** begin DOCUMENT **

Thursday, February 4, 2016

The IS-LM model as an effective theory at low inflation

No one seems to like the poor old IS-LM model except Paul Krugman. I thought I'd defend it as an effective macro theory. What does that mean? It means it is a theory that operates given a certain scope. For IS-LM, assuming the IT model is the "true" theory, that scope is low inflation. Here's how it works:

Start with the AD-AS model (with aggregate demand aka nominal output N and aggregate supply S), and introduce money (M)

N ⇄ S

N ⇄ M ⇄ S

The produces an information equilibrium relationship

P : N ⇄ M

The P just names the abstract price (the price level) and the above notation means:

P ≡ dN/dM = k (N/M)

We can solve this differential equation to obtain:

N ~ Mᵏ

P ~ k Mᵏ⁻¹

That should be a k - 1 in the exponent, not (M^k)^-1. If k ≈ 2, then we have P ~ M (a "quantity theory of money" where inflation is money growth). If k ≈ 1 (one way of stating our scope condition), then

N ~ M

P ~ constant

so that inflation π ≈ 0 (another way of stating our scope condition [1]). If inflation is "small", then

N ~ Y

where Y is real output. Now let's introduce another set of information equilibrium relationships

p : N ⇄ MB
i ⇄ p

where MB is the monetary base, p is the abstract price of money and i is the nominal (short term) interest rate. If π ≈ 0, then we can write this as:

p : Y ⇄ MB
r ⇄ p

using N ~ Y and i ~ r where r is the real interest rate. The differential equations associated with this pair of information equilibrium relationships has a similar solution in general equilibrium to the one above, but I'll write it differently:

(1) log(r) = c log(b Y/MB)

Now which variables do you think will react the fastest to monetary expansion? I'd go with the monetary base and the interest rate, rather than real output. That puts us on the partial equilibrium solution where Y "moves last" (in economics parlance). In physics terms, this is analogous to an isothermal expansion of an ideal gas (an 'iso-output' expansion of an economy) that looks like this:


Those angle brackets mean ensemble averages (weighted average over random markets).

The interest rate falls and the monetary base expands from MB₁ to MB₂. Note at this level of effective theory, it is not important which one causes the other one -- increasing the base lowers interest rates or lowering interest rates expands the base. As Y rises, interest rates will come back up and equation (1) will hold -- general equilibrium restored.

What about fiscal policy? That's the second diagram above. In that case, the central bank "moves last". Fiscal expansion should take us from Y₁ to Y₂, but if the central bank didn't let rates rise or the base expand, you could end up back where you started. This is the basic monetary offset picture that happens when inflation is low and nominal (and real) interest rates are positive.

That captures most of the mechanics of the IS-LM model; you could rewrite this in terms of investment if you wanted (as I do here). And there is a bit more to the details of how it works, but the theories are roughly isomorphic to each other.

** end DOCUMENT **
** begin MATERIALS PROVIDED **

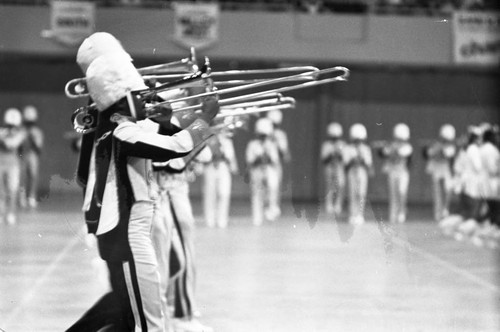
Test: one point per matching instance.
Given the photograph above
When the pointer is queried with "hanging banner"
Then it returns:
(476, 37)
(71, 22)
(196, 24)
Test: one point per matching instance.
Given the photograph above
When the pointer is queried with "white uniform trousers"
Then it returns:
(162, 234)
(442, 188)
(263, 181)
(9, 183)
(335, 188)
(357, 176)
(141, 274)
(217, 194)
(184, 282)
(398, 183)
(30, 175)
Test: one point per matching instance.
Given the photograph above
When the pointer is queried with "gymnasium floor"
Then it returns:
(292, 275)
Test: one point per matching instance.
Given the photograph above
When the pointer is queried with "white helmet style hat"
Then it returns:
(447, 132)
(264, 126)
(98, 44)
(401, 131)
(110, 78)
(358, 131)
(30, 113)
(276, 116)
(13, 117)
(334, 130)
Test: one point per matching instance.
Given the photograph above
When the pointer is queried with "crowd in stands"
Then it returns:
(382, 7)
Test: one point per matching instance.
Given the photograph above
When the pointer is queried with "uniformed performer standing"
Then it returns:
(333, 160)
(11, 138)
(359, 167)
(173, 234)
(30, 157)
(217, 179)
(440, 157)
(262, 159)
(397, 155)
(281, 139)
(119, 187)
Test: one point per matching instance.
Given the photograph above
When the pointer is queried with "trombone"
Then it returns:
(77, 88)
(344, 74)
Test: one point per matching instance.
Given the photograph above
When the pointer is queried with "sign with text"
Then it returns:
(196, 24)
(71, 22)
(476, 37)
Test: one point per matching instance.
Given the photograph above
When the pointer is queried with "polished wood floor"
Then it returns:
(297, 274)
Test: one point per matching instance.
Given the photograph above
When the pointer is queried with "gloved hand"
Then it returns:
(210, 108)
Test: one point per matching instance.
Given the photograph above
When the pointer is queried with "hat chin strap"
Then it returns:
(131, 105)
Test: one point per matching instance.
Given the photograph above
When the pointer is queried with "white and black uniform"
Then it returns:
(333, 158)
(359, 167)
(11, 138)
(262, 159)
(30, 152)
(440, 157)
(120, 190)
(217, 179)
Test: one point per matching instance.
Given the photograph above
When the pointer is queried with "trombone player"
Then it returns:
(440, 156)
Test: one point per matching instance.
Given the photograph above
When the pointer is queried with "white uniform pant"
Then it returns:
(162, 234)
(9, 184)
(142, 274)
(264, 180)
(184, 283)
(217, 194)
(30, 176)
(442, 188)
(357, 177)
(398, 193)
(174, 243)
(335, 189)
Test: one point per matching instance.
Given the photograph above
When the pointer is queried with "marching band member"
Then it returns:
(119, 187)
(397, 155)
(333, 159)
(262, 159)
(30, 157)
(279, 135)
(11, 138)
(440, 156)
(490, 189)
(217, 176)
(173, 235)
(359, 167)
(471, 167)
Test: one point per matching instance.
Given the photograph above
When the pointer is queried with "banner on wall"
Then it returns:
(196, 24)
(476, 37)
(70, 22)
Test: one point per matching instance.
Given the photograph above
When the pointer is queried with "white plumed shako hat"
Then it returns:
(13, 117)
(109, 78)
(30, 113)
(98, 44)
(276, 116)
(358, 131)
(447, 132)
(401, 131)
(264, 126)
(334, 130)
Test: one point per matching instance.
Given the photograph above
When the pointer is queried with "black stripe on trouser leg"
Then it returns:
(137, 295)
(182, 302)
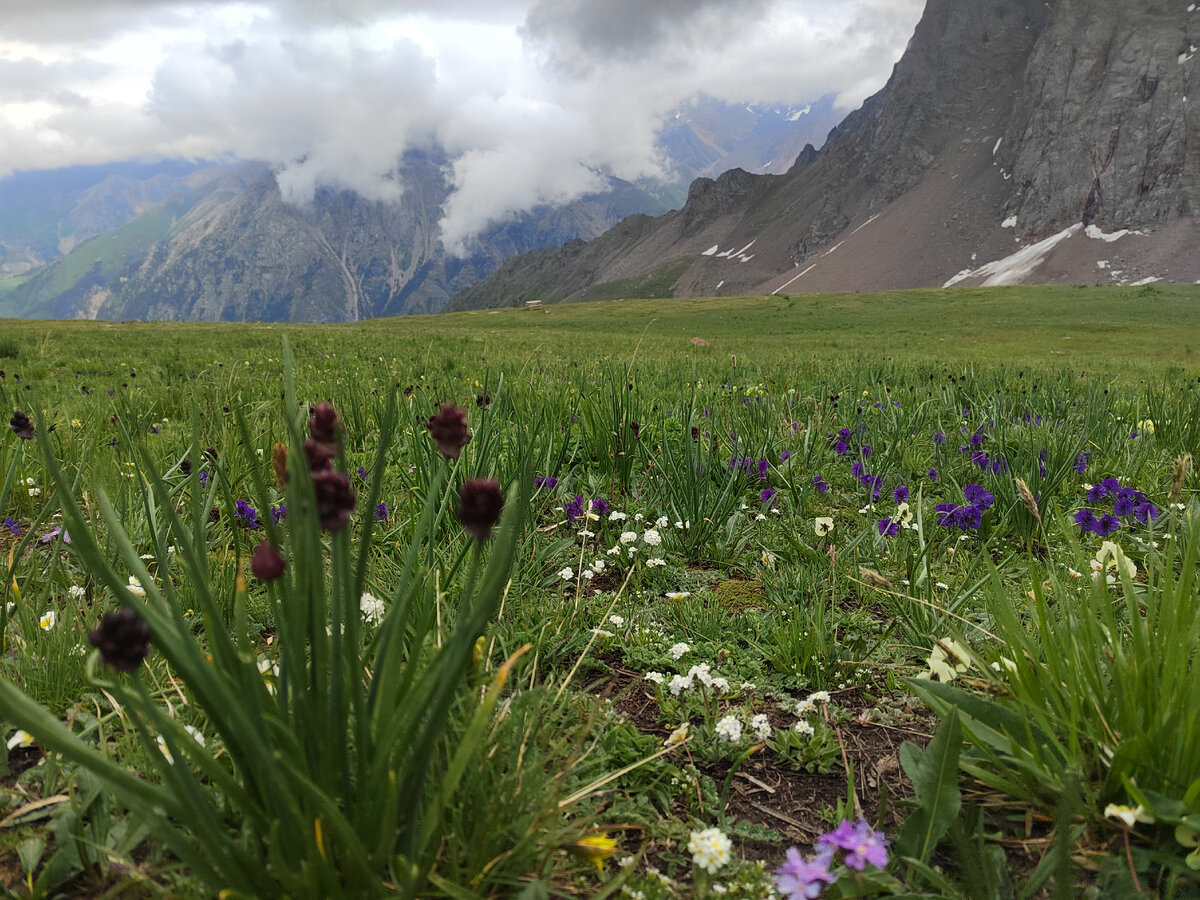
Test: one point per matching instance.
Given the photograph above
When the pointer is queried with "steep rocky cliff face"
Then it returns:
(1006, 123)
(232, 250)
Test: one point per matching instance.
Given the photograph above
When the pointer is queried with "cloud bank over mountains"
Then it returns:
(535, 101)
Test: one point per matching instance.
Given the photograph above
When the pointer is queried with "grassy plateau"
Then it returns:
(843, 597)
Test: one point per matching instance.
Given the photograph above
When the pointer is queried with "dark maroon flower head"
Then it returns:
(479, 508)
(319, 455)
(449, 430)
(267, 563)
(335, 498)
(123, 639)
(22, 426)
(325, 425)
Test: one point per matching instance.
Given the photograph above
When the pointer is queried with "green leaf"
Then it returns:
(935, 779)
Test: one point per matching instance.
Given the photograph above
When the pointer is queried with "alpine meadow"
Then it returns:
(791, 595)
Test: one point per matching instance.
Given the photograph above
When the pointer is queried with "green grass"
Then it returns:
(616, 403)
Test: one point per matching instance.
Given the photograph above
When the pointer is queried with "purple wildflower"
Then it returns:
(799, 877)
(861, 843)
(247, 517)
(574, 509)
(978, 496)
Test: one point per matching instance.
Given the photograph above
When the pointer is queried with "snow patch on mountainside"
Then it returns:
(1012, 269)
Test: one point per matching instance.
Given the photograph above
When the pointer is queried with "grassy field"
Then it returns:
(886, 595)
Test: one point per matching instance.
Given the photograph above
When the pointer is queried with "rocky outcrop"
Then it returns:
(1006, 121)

** end MATERIALS PROVIDED **
** begin MATERIALS PROVIDED **

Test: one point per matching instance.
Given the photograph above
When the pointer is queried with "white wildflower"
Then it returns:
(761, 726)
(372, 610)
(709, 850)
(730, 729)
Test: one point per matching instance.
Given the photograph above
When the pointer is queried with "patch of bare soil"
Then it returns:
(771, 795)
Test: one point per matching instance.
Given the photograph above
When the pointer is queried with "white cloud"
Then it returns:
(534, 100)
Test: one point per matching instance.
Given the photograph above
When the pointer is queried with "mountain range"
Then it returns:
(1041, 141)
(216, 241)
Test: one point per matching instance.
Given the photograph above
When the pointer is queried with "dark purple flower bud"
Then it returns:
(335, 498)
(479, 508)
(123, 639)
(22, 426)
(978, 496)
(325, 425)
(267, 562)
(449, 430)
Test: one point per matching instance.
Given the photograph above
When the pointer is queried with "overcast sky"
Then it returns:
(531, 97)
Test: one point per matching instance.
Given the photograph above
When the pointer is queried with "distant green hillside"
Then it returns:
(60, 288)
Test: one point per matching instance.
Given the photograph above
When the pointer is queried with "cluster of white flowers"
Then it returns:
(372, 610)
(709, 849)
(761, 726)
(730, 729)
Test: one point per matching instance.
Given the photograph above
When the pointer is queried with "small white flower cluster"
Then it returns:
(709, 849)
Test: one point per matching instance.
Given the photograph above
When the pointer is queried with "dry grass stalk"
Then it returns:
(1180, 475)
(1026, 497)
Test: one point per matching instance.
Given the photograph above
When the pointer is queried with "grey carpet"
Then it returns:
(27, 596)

** end MATERIALS PROVIDED **

STATED TASK 1 — In the blog post on the IS-LM model, why does monetary expansion end up on the partial equilibrium solution where real output "moves last"?
STATED TASK 2 — Select every row that contains the word "rocky". Case counts.

FINAL ANSWER 1 — The author expects the monetary base and the interest rate to react to monetary expansion faster than real output does. Because output lags behind, the economy sits on the partial equilibrium solution where Y moves last, like an "iso-output" expansion.

FINAL ANSWER 2 —
When the pointer is queried with "steep rocky cliff face"
When the pointer is queried with "rocky outcrop"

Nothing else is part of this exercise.